Position identification lines:
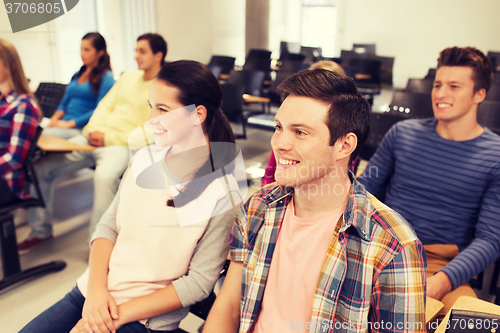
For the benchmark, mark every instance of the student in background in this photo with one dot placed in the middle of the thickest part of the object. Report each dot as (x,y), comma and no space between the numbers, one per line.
(123,108)
(19,118)
(145,269)
(86,89)
(443,176)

Short exercise =>
Copy the lines above word for word, leaving out the pictures.

Exercise solution =>
For the benchmark, mark every instance of the student in background in this photo with one dot placed in the middle of the thickest part of the object. Report each dot as (x,y), comma and no space between the numbers, one per line.
(123,108)
(19,118)
(145,269)
(86,89)
(443,176)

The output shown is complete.